* _The task_
Wherever the listing has a line with the string "small", copy that line out.

* _Records for the task_

● ● ● ● ●

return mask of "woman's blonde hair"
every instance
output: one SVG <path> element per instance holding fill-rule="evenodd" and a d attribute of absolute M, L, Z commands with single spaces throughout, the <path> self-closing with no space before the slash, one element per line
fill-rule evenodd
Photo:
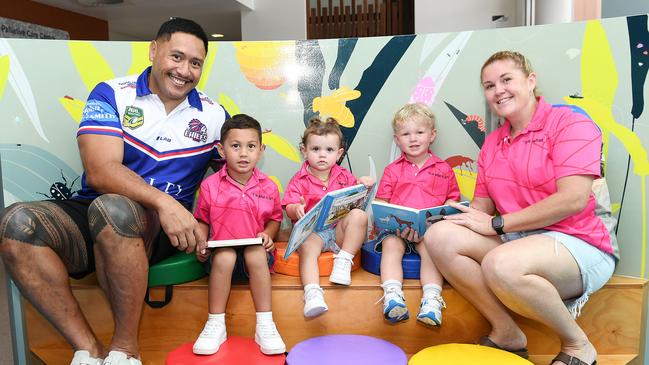
<path fill-rule="evenodd" d="M 422 103 L 411 103 L 402 106 L 401 109 L 394 113 L 394 118 L 392 118 L 392 131 L 396 133 L 404 122 L 415 116 L 424 118 L 430 128 L 435 129 L 436 118 L 430 108 Z"/>
<path fill-rule="evenodd" d="M 300 145 L 306 148 L 306 141 L 310 135 L 325 136 L 327 134 L 335 134 L 338 136 L 338 140 L 340 141 L 339 147 L 345 148 L 345 137 L 343 136 L 343 132 L 340 130 L 338 121 L 331 117 L 323 121 L 318 116 L 309 120 L 309 124 L 302 134 L 302 142 Z"/>
<path fill-rule="evenodd" d="M 523 74 L 525 74 L 525 76 L 529 76 L 532 72 L 534 72 L 534 70 L 532 69 L 532 63 L 521 53 L 518 53 L 516 51 L 498 51 L 487 58 L 485 63 L 482 65 L 482 68 L 480 69 L 480 77 L 482 77 L 482 73 L 484 72 L 485 67 L 496 61 L 505 60 L 513 61 L 516 67 L 518 67 L 518 69 L 521 70 Z M 482 80 L 480 81 L 482 82 Z M 534 87 L 533 91 L 534 96 L 539 96 L 536 87 Z"/>

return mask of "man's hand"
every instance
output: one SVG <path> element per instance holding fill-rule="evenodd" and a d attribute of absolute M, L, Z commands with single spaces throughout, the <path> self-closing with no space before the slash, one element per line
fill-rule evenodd
<path fill-rule="evenodd" d="M 207 247 L 205 235 L 198 229 L 198 222 L 191 212 L 168 196 L 158 208 L 160 226 L 167 234 L 171 245 L 179 251 L 192 253 L 195 250 L 204 252 Z"/>
<path fill-rule="evenodd" d="M 266 249 L 266 252 L 271 252 L 272 250 L 275 249 L 275 242 L 273 242 L 273 239 L 270 238 L 268 233 L 266 232 L 259 232 L 257 234 L 257 237 L 261 237 L 261 245 Z"/>

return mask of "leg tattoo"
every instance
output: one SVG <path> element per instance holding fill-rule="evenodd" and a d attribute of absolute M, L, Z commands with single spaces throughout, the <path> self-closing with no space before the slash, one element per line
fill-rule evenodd
<path fill-rule="evenodd" d="M 16 203 L 0 219 L 0 239 L 50 247 L 68 272 L 88 267 L 86 243 L 74 221 L 51 202 Z"/>
<path fill-rule="evenodd" d="M 88 208 L 88 223 L 95 241 L 106 226 L 118 236 L 142 238 L 149 257 L 151 243 L 160 229 L 155 211 L 144 209 L 139 203 L 117 194 L 105 194 L 95 199 Z"/>

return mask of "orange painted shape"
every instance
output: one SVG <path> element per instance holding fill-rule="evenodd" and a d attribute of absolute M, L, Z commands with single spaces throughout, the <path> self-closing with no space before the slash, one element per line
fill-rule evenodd
<path fill-rule="evenodd" d="M 277 260 L 275 261 L 275 272 L 289 276 L 300 276 L 300 255 L 295 252 L 284 260 L 284 253 L 286 252 L 286 242 L 275 242 L 277 247 Z M 318 257 L 318 269 L 320 276 L 329 276 L 334 264 L 333 252 L 323 252 Z M 354 256 L 354 264 L 352 271 L 361 267 L 361 255 Z"/>

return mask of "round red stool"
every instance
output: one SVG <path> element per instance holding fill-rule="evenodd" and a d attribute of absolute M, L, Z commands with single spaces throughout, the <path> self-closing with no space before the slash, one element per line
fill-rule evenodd
<path fill-rule="evenodd" d="M 284 365 L 286 362 L 284 354 L 262 354 L 259 345 L 252 338 L 228 337 L 214 355 L 194 355 L 192 346 L 194 343 L 189 342 L 171 351 L 165 359 L 165 365 Z"/>
<path fill-rule="evenodd" d="M 289 276 L 300 276 L 300 254 L 294 252 L 293 254 L 291 254 L 291 256 L 288 257 L 288 260 L 284 260 L 286 245 L 286 242 L 275 242 L 275 247 L 277 247 L 275 272 Z M 354 256 L 353 262 L 352 271 L 361 267 L 361 255 L 356 254 L 356 256 Z M 320 256 L 318 257 L 318 269 L 320 270 L 320 276 L 329 276 L 331 274 L 333 265 L 333 252 L 323 252 L 320 254 Z"/>

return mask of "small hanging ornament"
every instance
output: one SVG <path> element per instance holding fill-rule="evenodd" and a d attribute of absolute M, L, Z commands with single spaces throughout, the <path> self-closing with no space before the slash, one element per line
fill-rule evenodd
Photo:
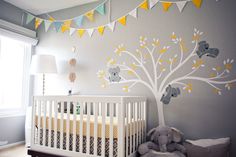
<path fill-rule="evenodd" d="M 70 59 L 70 60 L 69 60 L 69 64 L 70 64 L 70 66 L 75 67 L 75 65 L 76 65 L 76 59 L 75 59 L 75 58 Z"/>
<path fill-rule="evenodd" d="M 73 72 L 71 72 L 71 73 L 69 74 L 69 80 L 70 80 L 70 82 L 74 83 L 74 82 L 75 82 L 75 79 L 76 79 L 76 74 L 73 73 Z"/>

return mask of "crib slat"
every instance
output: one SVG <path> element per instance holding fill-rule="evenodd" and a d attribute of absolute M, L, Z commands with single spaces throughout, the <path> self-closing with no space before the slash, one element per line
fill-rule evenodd
<path fill-rule="evenodd" d="M 38 137 L 37 143 L 40 145 L 40 130 L 41 130 L 41 105 L 42 101 L 38 102 Z"/>
<path fill-rule="evenodd" d="M 81 103 L 80 106 L 80 142 L 79 142 L 79 152 L 82 153 L 83 152 L 83 118 L 84 118 L 84 103 Z"/>
<path fill-rule="evenodd" d="M 143 109 L 143 114 L 144 114 L 144 142 L 146 142 L 146 137 L 147 137 L 147 115 L 146 115 L 146 101 L 143 102 L 143 106 L 144 106 L 144 109 Z"/>
<path fill-rule="evenodd" d="M 126 104 L 126 133 L 125 133 L 125 136 L 126 136 L 126 157 L 128 157 L 129 155 L 129 152 L 128 152 L 128 148 L 129 148 L 129 105 Z"/>
<path fill-rule="evenodd" d="M 72 151 L 76 151 L 76 106 L 77 103 L 73 102 L 73 147 L 72 147 Z"/>
<path fill-rule="evenodd" d="M 31 121 L 31 126 L 32 126 L 32 132 L 31 132 L 31 144 L 36 144 L 35 141 L 35 116 L 36 116 L 36 109 L 37 109 L 38 101 L 34 99 L 33 106 L 32 106 L 32 121 Z"/>
<path fill-rule="evenodd" d="M 91 114 L 91 103 L 87 103 L 87 131 L 86 131 L 86 139 L 87 139 L 87 147 L 86 154 L 90 154 L 90 114 Z"/>
<path fill-rule="evenodd" d="M 98 103 L 94 103 L 94 156 L 97 156 L 97 145 L 98 145 Z"/>
<path fill-rule="evenodd" d="M 143 111 L 143 103 L 141 102 L 141 111 Z M 143 123 L 143 112 L 141 112 L 141 143 L 143 143 L 144 141 L 143 141 L 143 132 L 144 132 L 144 130 L 143 130 L 143 126 L 144 126 L 144 123 Z"/>
<path fill-rule="evenodd" d="M 141 103 L 138 103 L 138 145 L 141 144 Z"/>
<path fill-rule="evenodd" d="M 134 121 L 134 125 L 133 125 L 133 152 L 135 152 L 136 150 L 136 146 L 137 146 L 137 143 L 136 143 L 136 132 L 137 132 L 137 129 L 136 129 L 136 122 L 137 122 L 137 107 L 136 107 L 136 103 L 133 103 L 133 121 Z"/>
<path fill-rule="evenodd" d="M 60 120 L 60 149 L 63 149 L 63 123 L 64 123 L 64 102 L 61 101 L 61 120 Z"/>
<path fill-rule="evenodd" d="M 129 129 L 129 131 L 130 131 L 130 136 L 129 136 L 129 138 L 130 138 L 130 143 L 129 143 L 129 154 L 131 154 L 132 153 L 132 131 L 133 131 L 133 124 L 132 124 L 132 116 L 133 116 L 133 113 L 132 113 L 132 104 L 131 103 L 129 103 L 129 112 L 130 112 L 130 121 L 129 121 L 129 123 L 130 123 L 130 129 Z"/>
<path fill-rule="evenodd" d="M 106 129 L 106 103 L 102 103 L 102 151 L 101 156 L 105 157 L 105 129 Z"/>
<path fill-rule="evenodd" d="M 47 101 L 43 101 L 43 146 L 46 144 L 46 114 L 47 114 Z"/>
<path fill-rule="evenodd" d="M 69 101 L 66 102 L 67 104 L 67 118 L 66 118 L 66 150 L 69 150 L 69 140 L 70 140 L 70 103 Z"/>
<path fill-rule="evenodd" d="M 58 113 L 58 103 L 54 101 L 54 148 L 57 148 L 57 113 Z"/>
<path fill-rule="evenodd" d="M 109 143 L 109 156 L 113 156 L 113 116 L 114 116 L 114 105 L 110 103 L 110 143 Z"/>
<path fill-rule="evenodd" d="M 52 147 L 52 101 L 48 101 L 49 105 L 49 124 L 48 124 L 48 147 Z"/>

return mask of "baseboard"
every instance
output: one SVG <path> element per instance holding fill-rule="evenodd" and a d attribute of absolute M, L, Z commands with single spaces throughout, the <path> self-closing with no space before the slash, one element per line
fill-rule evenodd
<path fill-rule="evenodd" d="M 11 148 L 11 147 L 14 147 L 14 146 L 18 146 L 18 145 L 21 145 L 21 144 L 24 144 L 24 143 L 25 143 L 25 141 L 19 141 L 19 142 L 16 142 L 16 143 L 6 144 L 6 145 L 3 145 L 3 146 L 0 146 L 0 150 Z"/>

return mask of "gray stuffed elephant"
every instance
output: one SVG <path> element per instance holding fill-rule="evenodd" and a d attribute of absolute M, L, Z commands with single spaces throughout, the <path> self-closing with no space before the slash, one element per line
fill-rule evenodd
<path fill-rule="evenodd" d="M 158 126 L 150 130 L 148 136 L 150 141 L 138 148 L 141 157 L 185 157 L 186 149 L 180 144 L 183 134 L 179 130 Z"/>

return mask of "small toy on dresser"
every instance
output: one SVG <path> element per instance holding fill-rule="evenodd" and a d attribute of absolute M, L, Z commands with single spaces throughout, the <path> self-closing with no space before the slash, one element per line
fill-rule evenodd
<path fill-rule="evenodd" d="M 150 141 L 138 148 L 141 157 L 186 157 L 183 133 L 176 128 L 158 126 L 148 132 Z"/>

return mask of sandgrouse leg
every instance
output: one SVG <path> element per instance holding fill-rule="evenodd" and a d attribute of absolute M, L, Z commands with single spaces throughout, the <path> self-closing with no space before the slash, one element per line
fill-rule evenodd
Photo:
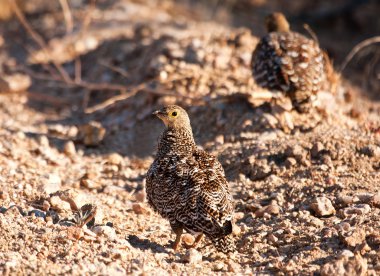
<path fill-rule="evenodd" d="M 177 251 L 178 248 L 179 248 L 179 245 L 181 244 L 181 237 L 182 237 L 182 233 L 183 233 L 183 226 L 181 224 L 179 224 L 179 223 L 174 223 L 174 224 L 171 224 L 171 227 L 172 227 L 174 233 L 176 234 L 175 241 L 174 241 L 174 244 L 173 244 L 173 250 Z"/>

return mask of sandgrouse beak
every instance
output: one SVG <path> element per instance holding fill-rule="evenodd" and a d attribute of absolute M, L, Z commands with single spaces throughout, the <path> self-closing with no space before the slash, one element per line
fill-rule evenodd
<path fill-rule="evenodd" d="M 156 115 L 157 117 L 160 117 L 160 115 L 164 115 L 165 112 L 163 112 L 162 110 L 156 110 L 152 113 L 153 115 Z"/>

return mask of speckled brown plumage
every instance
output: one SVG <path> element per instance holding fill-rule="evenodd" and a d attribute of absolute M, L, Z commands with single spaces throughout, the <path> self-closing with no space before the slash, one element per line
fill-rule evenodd
<path fill-rule="evenodd" d="M 177 235 L 174 248 L 185 229 L 199 238 L 205 234 L 222 252 L 234 251 L 232 196 L 221 164 L 197 148 L 184 109 L 171 105 L 154 114 L 166 129 L 147 173 L 146 192 L 148 203 Z"/>
<path fill-rule="evenodd" d="M 268 34 L 252 55 L 253 76 L 259 86 L 287 93 L 300 112 L 325 80 L 324 56 L 318 43 L 290 31 L 286 18 L 273 13 L 266 19 Z"/>

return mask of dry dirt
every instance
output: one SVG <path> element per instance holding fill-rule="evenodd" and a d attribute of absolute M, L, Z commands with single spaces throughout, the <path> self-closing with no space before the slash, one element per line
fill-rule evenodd
<path fill-rule="evenodd" d="M 171 1 L 83 2 L 72 1 L 70 34 L 59 5 L 25 8 L 45 53 L 17 19 L 1 24 L 2 75 L 32 80 L 0 94 L 1 274 L 380 273 L 380 105 L 365 90 L 343 76 L 298 114 L 261 99 L 248 29 L 195 21 Z M 86 83 L 52 76 L 51 60 L 72 78 L 80 60 Z M 163 128 L 150 114 L 174 102 L 226 171 L 232 256 L 207 240 L 173 252 L 145 201 Z"/>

● ● ● ● ●

* _Expected answer_
return mask of "small hanging ornament"
return mask of "small toy on dresser"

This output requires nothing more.